Text:

((

Common Acquisition Red Flags in Private Market Deals

Experienced investors recognize warning signs early. Here are the most common red flags that surface in LMM deal analysis and what they actually signal.

SC

Sarah Chen

Senior Analyst

April 28, 20268 min read

Revenue Concentration Beyond Safe Thresholds

Customer concentration is among the most commonly cited risks in private market deal memos, yet it remains one of the most frequently underweighted risks in actual valuation. The practical threshold most institutional buyers apply is 15–20% for a single customer before requiring a meaningful valuation discount or contractual protections. When a single customer exceeds 30% of revenue, that customer's relationship—its term, renewal rights, exclusivity, and switching costs—becomes the central underwriting question for the deal.

The risk is asymmetric. If the concentrated customer churns post-close, you face not just revenue loss but often a multiple contraction, because the remaining revenue base may not support the same EBITDA margin structure. Fixed costs do not scale down proportionally with revenue, and the institutional knowledge embedded in serving that anchor account often cannot be easily redeployed.

Unusual Accounting Policies

Revenue recognition policies in lower middle market businesses are frequently informal and sometimes inconsistent across periods. Common patterns to probe: aggressive recognition of multi-year contract value upfront without deferred revenue accounting, inconsistent treatment of installation or setup fees, and project-based businesses that recognize revenue on completion rather than percentage-of-completion. Each of these can inflate current-period revenue while masking future performance obligations.

Request a sample of revenue contracts and trace them through to the financial statements. For subscription or recurring revenue businesses, ask the seller to provide a monthly recurring revenue (MRR) or annual recurring revenue (ARR) schedule with cohort detail. If the seller cannot produce this, that itself is a red flag about the sophistication of the finance function.

Deferred Capital Expenditure

A business that has been managed for sale over the prior twelve to twenty-four months often shows inflated EBITDA through deferred maintenance and capital expenditure. The tell-tale signs: capex as a percentage of revenue that has declined sharply in the trailing year, aging equipment or technology that is described as 'functional' without a replacement timeline, and a facilities or IT environment that has not received meaningful investment despite revenue growth.

The resolution is a normalized capex analysis. Work with the seller and their advisors to establish what maintenance capex is truly required to sustain the business at its current output level, and model that into your EBITDA-to-free-cash-flow bridge. Deals where normalized capex is materially higher than trailing capex may appear attractive on an EBITDA multiple basis but deliver significantly worse cash-on-cash returns.

Management Dependency and Key-Person Risk

In many lower middle market businesses, the founder or CEO is both the primary customer relationship holder and the operational decision-maker. This is not inherently disqualifying—many great LMM businesses are built around exceptional operators—but it requires explicit transition planning as a condition of the deal. If the seller resists earnout structures, management employment agreements, or knowledge transfer protocols, that resistance itself is informative.

Conduct reference calls not just on the management team but with customers and former employees. Ask customers directly: 'If the CEO transitioned out of the business in the next twelve months, how would that affect your decision to continue doing business with this company?' The answers to that question are frequently the most important data point in the entire deal process.

Erosion in Trailing Metrics

Sellers and advisors will typically present the most favorable trailing period—whether that is last-twelve-months, last-fiscal-year, or a selected period that excludes a poor quarter. Build your own financial model that spans at least three to five years of historical data and look for trend lines, not just point-in-time performance. A business where gross margins have compressed 300 basis points per year for three consecutive years is a structurally different asset than one where a single bad year interrupted a stable margin structure.

Seasonality analysis is also frequently omitted or smoothed in CIM presentations. Request monthly financial data and build a seasonality model. Businesses with significant revenue concentration in a single quarter—common in certain B2B services and project-based businesses—require much tighter working capital analysis and carry meaningful refinancing risk if closing timing misaligns with their seasonal revenue peak.

))

Short task A:
Gather every line in the entries that contains the word "striped" and copy each one in full. Only count matches with the same upper and lower case.

Source data:
((

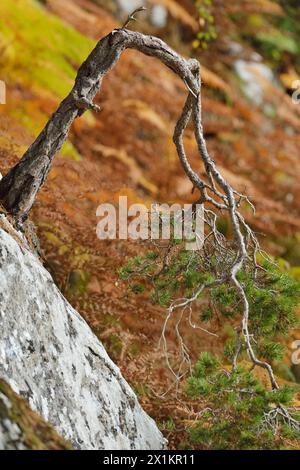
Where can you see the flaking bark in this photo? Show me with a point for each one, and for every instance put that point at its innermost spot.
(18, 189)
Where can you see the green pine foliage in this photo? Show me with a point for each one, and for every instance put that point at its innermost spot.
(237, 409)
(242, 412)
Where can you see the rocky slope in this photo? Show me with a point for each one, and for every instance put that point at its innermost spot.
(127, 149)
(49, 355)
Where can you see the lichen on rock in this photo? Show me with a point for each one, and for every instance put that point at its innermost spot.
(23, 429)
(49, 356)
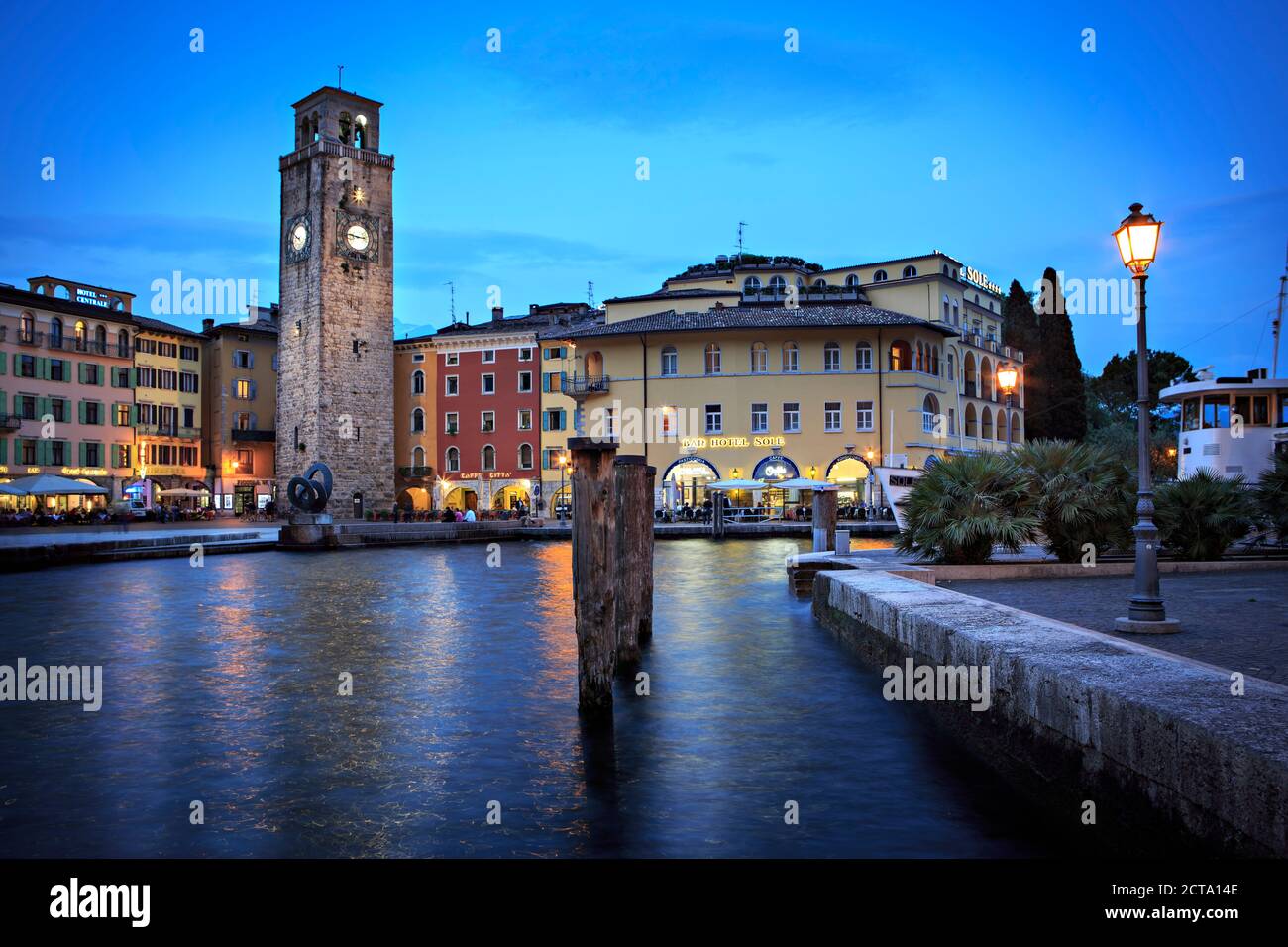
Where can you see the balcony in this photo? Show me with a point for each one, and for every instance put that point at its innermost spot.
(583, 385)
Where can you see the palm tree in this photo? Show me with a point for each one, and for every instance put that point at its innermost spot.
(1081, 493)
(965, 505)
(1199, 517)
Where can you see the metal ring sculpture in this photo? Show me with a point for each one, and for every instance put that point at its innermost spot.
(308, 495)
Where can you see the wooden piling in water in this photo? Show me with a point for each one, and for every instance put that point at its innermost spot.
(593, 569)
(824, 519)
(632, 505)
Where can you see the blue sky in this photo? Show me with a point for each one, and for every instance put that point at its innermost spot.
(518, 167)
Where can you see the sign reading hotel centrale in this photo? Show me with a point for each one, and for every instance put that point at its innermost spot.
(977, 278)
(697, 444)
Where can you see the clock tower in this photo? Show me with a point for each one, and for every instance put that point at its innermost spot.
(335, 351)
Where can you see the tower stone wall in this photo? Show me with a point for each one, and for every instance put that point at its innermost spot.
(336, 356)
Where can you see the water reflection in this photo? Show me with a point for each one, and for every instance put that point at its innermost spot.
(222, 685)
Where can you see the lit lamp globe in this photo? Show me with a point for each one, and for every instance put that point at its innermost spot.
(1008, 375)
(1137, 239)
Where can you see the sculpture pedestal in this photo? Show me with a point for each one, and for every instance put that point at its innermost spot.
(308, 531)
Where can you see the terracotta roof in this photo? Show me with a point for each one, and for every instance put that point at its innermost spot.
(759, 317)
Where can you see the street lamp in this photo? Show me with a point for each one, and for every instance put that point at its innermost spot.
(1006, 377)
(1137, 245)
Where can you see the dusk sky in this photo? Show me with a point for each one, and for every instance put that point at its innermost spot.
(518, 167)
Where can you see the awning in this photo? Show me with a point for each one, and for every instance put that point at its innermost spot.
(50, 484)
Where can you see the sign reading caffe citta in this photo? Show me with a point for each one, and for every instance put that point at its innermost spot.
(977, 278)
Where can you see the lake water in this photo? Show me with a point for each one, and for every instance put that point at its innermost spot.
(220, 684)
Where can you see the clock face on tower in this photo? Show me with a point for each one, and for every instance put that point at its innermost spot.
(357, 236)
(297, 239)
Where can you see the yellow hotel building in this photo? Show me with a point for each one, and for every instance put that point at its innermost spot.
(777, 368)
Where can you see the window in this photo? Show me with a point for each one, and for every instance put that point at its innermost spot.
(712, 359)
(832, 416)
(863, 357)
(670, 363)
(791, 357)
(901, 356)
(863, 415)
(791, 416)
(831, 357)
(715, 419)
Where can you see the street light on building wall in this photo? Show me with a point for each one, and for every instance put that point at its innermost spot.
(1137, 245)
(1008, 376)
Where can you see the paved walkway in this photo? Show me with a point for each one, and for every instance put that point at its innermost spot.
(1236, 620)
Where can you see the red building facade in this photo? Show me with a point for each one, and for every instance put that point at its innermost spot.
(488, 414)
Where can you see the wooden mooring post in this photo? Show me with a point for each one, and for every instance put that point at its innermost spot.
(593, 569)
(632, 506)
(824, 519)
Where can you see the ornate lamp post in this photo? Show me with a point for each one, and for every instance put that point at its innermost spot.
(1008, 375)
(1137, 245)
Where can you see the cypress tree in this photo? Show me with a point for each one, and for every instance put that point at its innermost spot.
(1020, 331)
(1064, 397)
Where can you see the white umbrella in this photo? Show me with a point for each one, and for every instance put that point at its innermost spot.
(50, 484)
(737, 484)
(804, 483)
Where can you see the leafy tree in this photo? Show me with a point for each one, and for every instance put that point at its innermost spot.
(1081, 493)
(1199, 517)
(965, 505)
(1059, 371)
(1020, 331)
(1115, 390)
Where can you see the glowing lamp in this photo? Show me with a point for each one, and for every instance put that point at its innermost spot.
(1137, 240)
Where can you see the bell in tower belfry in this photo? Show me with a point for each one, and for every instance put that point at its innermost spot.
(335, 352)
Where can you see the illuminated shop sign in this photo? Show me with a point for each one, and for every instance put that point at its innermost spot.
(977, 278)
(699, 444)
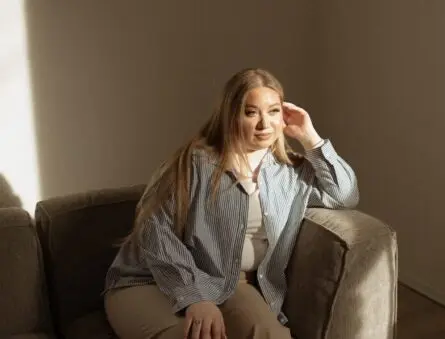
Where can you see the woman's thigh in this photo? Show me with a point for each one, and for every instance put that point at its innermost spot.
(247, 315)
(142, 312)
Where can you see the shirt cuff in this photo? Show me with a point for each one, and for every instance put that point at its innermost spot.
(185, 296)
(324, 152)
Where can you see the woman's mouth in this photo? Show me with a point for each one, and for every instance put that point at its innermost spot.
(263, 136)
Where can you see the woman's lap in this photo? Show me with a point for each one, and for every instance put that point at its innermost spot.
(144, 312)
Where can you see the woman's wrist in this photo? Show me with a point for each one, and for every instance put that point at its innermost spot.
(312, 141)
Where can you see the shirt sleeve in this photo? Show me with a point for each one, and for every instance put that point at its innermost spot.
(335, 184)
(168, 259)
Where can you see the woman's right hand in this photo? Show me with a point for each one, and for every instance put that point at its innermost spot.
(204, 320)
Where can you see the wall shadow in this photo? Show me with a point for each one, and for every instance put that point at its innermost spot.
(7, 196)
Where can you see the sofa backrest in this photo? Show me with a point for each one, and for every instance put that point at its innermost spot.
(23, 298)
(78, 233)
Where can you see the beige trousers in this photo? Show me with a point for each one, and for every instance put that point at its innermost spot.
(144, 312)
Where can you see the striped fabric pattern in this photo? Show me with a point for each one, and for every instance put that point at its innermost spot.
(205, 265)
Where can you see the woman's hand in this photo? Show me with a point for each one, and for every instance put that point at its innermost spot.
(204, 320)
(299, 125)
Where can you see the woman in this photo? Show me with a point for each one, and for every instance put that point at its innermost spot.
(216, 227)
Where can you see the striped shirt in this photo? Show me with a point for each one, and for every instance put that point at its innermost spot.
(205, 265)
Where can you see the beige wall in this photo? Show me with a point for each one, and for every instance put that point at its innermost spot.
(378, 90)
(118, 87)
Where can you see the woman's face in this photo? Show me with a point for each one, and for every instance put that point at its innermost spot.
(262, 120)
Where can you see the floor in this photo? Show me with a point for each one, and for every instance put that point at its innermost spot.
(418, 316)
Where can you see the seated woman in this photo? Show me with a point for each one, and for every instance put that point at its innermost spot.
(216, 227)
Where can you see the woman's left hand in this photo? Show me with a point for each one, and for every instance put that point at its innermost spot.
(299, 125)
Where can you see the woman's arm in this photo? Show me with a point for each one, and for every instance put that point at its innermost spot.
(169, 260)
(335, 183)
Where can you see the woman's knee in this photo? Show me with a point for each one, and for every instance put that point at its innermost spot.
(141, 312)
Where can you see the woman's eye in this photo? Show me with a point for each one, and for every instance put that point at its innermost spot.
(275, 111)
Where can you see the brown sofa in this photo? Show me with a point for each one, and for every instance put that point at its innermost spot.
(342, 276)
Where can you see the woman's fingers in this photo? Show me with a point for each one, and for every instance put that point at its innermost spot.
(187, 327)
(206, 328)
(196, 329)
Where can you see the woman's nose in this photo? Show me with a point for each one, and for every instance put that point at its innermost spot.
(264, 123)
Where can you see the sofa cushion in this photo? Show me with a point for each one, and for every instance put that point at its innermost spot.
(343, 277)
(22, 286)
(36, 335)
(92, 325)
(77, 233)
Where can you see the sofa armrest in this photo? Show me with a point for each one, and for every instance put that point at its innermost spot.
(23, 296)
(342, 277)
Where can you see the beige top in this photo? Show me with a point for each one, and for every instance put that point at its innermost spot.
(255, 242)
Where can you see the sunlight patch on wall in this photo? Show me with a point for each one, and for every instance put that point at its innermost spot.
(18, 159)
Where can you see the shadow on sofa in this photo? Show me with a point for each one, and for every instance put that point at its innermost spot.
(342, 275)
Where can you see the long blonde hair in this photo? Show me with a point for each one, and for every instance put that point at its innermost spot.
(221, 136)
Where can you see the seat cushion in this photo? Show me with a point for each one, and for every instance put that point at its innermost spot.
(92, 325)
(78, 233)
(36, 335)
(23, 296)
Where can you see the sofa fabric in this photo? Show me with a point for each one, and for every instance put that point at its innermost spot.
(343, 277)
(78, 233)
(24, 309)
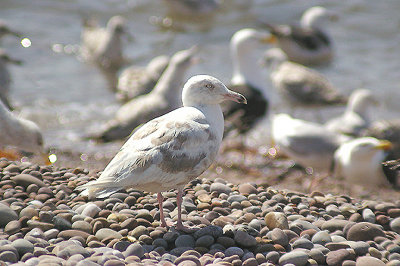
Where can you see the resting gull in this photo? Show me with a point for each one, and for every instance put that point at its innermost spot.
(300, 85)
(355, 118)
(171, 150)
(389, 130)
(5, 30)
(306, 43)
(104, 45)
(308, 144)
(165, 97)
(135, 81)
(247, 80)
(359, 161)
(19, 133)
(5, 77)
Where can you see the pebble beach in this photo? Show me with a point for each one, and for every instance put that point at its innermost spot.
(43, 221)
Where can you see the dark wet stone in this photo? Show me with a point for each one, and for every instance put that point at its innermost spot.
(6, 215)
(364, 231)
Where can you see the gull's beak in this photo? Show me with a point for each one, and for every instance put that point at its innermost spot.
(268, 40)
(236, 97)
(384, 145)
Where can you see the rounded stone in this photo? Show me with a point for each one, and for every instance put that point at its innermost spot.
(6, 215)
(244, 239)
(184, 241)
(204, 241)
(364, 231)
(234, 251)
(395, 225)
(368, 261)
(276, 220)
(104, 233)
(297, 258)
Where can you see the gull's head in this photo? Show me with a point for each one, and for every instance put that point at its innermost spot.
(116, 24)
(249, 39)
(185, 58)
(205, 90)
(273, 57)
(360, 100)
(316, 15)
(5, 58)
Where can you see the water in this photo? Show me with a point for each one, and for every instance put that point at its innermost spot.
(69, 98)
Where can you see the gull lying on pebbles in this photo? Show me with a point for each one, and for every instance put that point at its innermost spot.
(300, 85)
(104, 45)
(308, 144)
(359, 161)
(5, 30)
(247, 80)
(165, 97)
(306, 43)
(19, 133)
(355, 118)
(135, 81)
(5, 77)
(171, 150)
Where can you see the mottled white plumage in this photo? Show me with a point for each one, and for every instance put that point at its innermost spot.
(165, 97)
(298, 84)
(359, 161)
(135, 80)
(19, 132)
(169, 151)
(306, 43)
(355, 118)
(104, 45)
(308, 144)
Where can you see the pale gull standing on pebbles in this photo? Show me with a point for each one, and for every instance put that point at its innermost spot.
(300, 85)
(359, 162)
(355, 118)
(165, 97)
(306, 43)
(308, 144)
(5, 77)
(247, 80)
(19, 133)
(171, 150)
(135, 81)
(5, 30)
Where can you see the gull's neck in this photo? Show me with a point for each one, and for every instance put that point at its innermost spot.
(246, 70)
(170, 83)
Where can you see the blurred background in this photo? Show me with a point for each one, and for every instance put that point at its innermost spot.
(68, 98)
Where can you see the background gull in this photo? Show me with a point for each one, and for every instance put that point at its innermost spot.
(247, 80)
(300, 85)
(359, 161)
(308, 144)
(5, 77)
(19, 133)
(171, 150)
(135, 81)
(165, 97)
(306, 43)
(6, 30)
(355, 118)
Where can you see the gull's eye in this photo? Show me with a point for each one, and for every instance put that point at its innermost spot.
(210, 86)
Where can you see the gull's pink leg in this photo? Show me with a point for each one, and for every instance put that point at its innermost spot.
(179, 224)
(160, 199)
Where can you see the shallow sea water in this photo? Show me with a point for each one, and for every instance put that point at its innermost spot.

))

Short task B:
Turn the paragraph in the article on acquisition red flags that begins "Customer concentration is among" into a short bulleted list that keeps its main facts.

Final answer A:
Where can you see the striped fabric pattern in this photo? Show me with a point for each one, and for every instance put that point at its innermost spot.
Where can you see the striped shirt in this photo? Show me with a point for each one, and for every instance put that point at its innermost spot.

Final answer B:
- Private market deal memos often name customer concentration as a risk, yet actual valuations often underweight it.
- Most institutional buyers set the line at 15–20% of revenue from one customer. Above that, they require a meaningful valuation discount or contractual protections.
- Once one customer exceeds 30% of revenue, that customer's relationship becomes the central underwriting question for the deal. This covers its term, renewal rights, exclusivity and switching costs.